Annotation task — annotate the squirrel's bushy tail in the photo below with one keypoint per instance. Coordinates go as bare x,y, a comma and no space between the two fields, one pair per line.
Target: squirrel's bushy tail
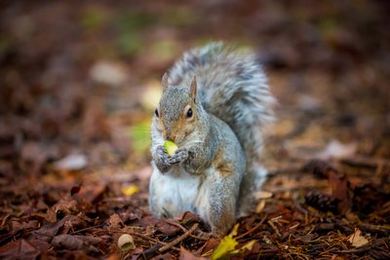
233,87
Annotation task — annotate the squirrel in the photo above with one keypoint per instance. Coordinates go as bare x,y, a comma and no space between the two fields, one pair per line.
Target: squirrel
214,105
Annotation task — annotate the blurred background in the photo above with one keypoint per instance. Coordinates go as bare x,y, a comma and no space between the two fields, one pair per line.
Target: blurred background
79,81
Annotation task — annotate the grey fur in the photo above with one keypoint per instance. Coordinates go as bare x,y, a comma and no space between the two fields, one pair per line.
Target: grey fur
231,86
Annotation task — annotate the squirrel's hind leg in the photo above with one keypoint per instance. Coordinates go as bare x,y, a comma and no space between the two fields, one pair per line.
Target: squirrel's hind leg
216,204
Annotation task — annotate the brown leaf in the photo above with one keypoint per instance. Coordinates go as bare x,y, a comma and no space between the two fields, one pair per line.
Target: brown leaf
20,249
187,255
340,190
167,228
75,242
356,239
68,242
48,231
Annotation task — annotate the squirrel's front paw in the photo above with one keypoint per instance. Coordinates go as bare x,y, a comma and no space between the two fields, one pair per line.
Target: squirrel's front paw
161,159
179,156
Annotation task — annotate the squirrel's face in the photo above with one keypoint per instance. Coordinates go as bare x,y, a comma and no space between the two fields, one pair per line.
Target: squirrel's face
176,114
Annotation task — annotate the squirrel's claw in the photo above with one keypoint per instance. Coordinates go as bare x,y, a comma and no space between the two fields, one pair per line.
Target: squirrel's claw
162,159
179,156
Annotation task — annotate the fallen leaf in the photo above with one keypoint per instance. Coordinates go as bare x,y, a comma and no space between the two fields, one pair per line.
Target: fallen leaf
226,246
126,242
248,246
187,255
20,249
130,190
67,241
72,162
109,73
356,239
335,149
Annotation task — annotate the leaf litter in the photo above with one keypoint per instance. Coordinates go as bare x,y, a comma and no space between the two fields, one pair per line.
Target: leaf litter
74,137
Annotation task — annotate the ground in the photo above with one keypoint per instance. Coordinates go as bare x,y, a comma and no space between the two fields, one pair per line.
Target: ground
77,89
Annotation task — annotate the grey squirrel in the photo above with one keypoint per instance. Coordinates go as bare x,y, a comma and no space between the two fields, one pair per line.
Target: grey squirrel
214,105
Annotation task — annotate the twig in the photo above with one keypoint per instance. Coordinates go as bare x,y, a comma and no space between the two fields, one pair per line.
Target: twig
253,229
179,239
274,228
205,237
365,162
87,228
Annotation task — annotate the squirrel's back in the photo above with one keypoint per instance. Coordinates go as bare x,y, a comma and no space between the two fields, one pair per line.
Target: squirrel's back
232,86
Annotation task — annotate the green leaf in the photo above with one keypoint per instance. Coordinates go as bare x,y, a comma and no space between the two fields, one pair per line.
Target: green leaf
170,147
226,246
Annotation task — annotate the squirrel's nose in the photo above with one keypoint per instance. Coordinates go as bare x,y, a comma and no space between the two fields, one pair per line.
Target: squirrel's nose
170,136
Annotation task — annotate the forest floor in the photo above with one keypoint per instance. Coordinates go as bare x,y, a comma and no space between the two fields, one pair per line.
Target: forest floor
78,87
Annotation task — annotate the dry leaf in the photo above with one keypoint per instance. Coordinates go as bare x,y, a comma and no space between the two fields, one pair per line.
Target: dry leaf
130,190
226,246
356,239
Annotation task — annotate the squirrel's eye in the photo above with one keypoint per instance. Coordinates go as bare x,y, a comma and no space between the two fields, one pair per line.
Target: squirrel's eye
189,113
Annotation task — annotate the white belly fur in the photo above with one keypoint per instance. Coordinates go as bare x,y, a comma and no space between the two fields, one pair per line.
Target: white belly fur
176,193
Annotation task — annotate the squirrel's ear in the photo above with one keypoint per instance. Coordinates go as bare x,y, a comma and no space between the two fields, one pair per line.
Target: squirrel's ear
164,81
194,87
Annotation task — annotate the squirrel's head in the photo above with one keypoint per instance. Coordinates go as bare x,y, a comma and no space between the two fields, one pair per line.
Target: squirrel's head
177,113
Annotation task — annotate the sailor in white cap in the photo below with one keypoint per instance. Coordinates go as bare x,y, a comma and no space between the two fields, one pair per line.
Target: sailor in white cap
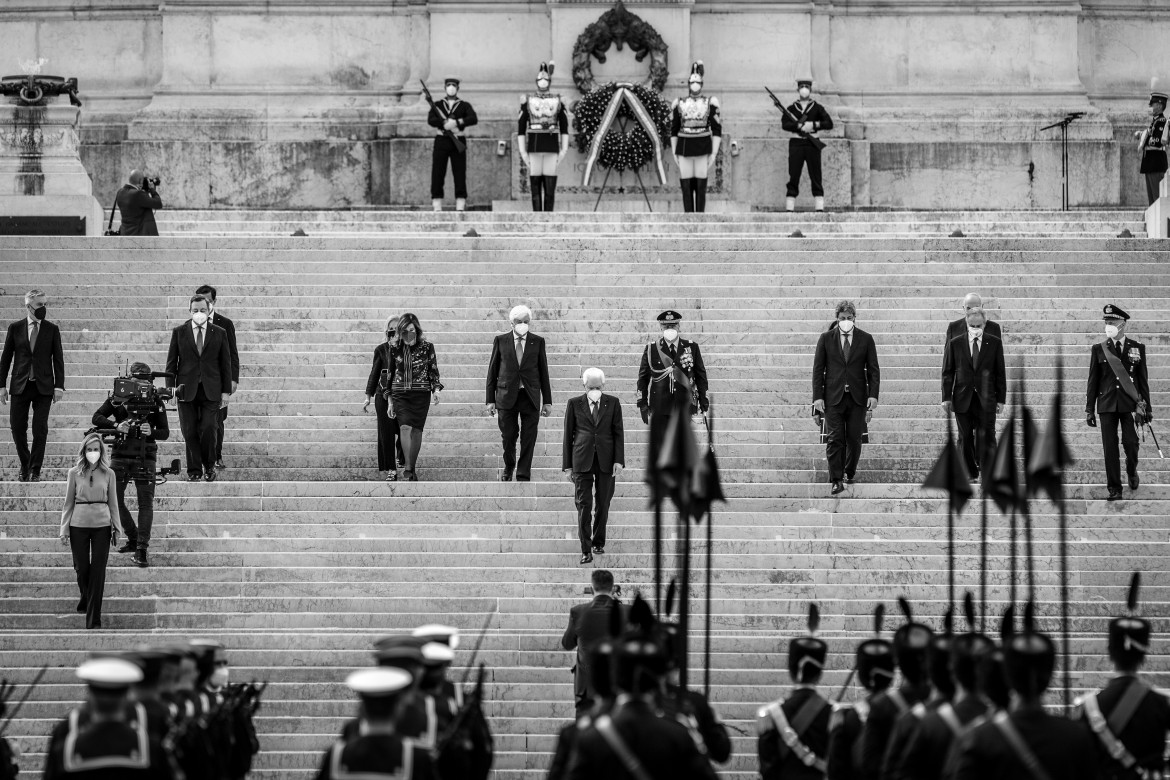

□ □ □

From the records above, extract exactly and only the lines that begin at the line with "Target: brown leaf" and stop after the line with "Annotation task — annotate the squirrel's face".

▸ ANSWER SECTION
Target: brown leaf
20,249
187,255
340,190
167,228
75,242
356,239
68,242
48,231
Annotation task — annotate the squirrel's front paw in the photo above with one keypoint per instance. Coordinates go as bare x,y, a comma and no space between the two fields, one pair per line.
Target: squirrel's front paw
161,159
179,156
Annotation task — annotate the squirrel's face in the photo above with one keypoint per instance. Coordinates go as bare x,y, a comma and no space between the two fields, one pair per line.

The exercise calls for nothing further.